## EXERCISES
- 1) Answer these questions about the essay:
(a) To whose record was the 13-year old dancing in her basement?
(b) Where was the basement window that gave the boys their view?
(c) Where would she one day dance at salsa conventions?
- 2) Copy everything in the essay from "The 13-year old" down to "words they’d memorized.", changing "hairbrush-microphone" to "karaoke microphone".

## DOCUMENT EXCERPT
——

Raised Anyone from the Dead Lately?
Made for Beauty, Not for Battle: A Feminine Resurrection
I am grateful to Travis Neville Author for publishing this week’s piece for his audience. Travis’ work is deeply paternal - part coach, part drill sergeant, part philosopher, and all with the heart of a lion. I commend it to all of you. This article was born of questions he sent me after reading my article on boys and young men. His questions were about cultural/societal issues related to women, modernity, feminism and such. They were reasoned, linear, logical… masculine. My answers, try as they could, showed up markedly different, as this article. Thanks, Travis, and hope you all enjoy the reprint!
“EARTH, SWALLOW ME WHOLE.”
The 13-year old had been dancing in her basement to a Go-Gos record, cranked up to 11, holding her hairbrush-microphone, singing her heart out (as one does) - fantasizing about adoring crowds, wishing they could be as radiant and famous as she was, and singing along to the words they’d memorized.
And then she heard it. The snickering. She froze at the sight of their laughing faces. And then, they ran away to tell the world.
The neighborhood boys - the meanest ones - had been watching her performance. The basement window near the ceiling was ground-level outside the house, and provided a perfect view into her daydream.
Little did she know that one day she would sing in acappella groups and recording studios, dance at salsa conventions in Puerto Rico, get paid to sing at weddings and funerals and professional sports matches. She never could have imagined that she’d give keynotes, appear on podcasts (what are those?), or fly on Air Force One. That she would be confident in her own skin one day, with nothing to prove.
No. All she knew was that the entire neighborhood was laughing at her now. Her cheeks on fire with humiliation, the sweat beads forming on her forehead, she searched for any closet she could curl up into and never emerge again.

——

## DATASET ROWS
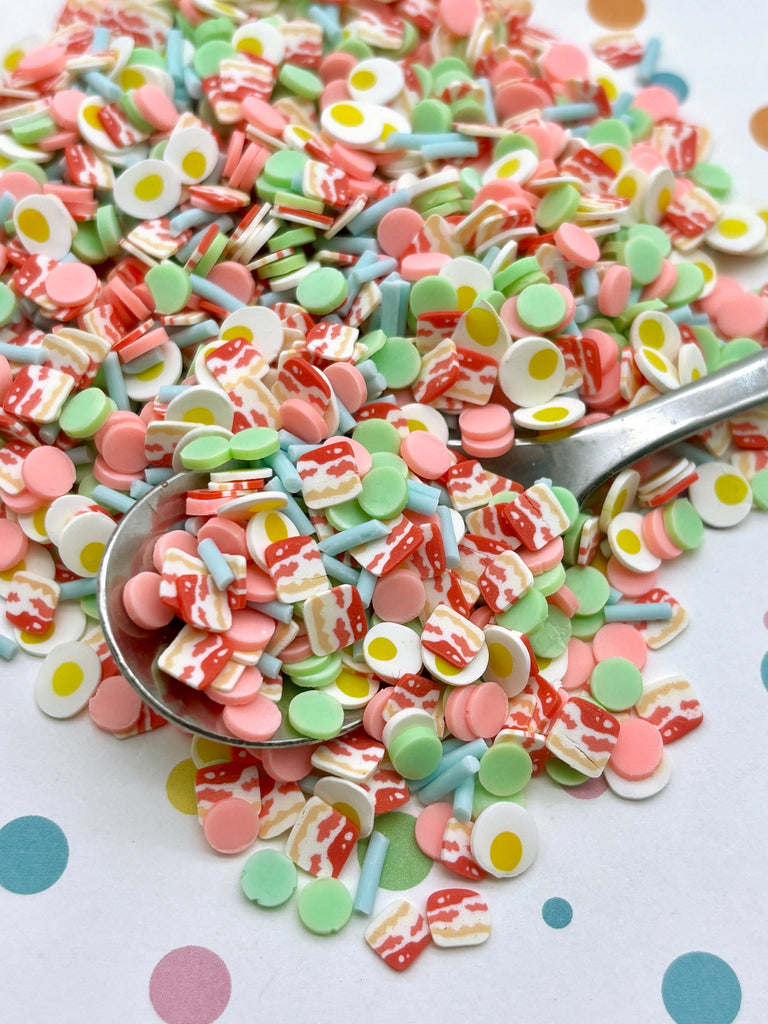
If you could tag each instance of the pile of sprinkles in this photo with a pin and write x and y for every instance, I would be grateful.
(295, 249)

——

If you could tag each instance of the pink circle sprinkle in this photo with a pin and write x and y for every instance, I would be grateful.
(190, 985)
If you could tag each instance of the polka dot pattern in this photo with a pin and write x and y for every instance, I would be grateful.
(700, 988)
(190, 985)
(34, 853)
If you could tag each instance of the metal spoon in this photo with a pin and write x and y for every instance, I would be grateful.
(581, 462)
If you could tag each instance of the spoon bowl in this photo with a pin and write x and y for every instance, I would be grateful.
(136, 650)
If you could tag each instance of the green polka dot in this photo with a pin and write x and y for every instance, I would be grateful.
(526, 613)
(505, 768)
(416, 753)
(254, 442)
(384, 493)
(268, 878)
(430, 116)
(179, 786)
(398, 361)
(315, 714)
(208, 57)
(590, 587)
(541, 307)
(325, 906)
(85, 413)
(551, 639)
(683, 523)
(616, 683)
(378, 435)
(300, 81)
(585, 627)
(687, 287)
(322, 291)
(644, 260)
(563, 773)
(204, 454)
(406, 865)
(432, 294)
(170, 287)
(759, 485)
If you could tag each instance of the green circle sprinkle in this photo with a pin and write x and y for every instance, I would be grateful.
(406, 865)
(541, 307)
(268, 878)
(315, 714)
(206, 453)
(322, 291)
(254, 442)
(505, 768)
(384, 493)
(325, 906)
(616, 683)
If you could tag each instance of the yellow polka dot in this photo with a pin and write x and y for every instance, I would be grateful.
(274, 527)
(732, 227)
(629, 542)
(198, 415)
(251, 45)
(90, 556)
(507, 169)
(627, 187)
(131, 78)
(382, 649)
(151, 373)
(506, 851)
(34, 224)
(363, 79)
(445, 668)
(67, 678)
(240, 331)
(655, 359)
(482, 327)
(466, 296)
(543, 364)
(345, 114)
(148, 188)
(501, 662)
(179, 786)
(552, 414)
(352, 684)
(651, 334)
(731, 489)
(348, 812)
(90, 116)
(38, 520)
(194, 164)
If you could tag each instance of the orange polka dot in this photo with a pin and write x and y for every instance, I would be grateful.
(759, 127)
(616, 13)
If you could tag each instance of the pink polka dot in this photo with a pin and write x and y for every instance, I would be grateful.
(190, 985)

——

## SOLUTIONS FOR EACH TASK
- 1)
(a) A Go-Gos record.
(b) Near the ceiling, at ground level outside the house.
(c) Puerto Rico.

- 2)
The 13-year old had been dancing in her basement to a Go-Gos record, cranked up to 11, holding her karaoke microphone, singing her heart out (as one does) - fantasizing about adoring crowds, wishing they could be as radiant and famous as she was, and singing along to the words they’d memorized.